**PROBLEM TO SOLVE**
Retype, word for word, only the lines from the one with "Keypoint placement for each instance of the motorcycle" through the last line of the data below.

Point localization data:
▬▬▬
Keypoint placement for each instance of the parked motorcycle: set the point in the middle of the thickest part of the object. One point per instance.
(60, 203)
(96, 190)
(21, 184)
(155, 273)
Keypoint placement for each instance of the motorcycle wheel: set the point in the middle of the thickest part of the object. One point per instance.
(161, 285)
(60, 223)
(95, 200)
▬▬▬
**TASK SOLUTION**
Keypoint placement for each instance of the motorcycle wheel: set the point in the middle of the thickest part of the object. One point per instance.
(161, 285)
(60, 223)
(95, 200)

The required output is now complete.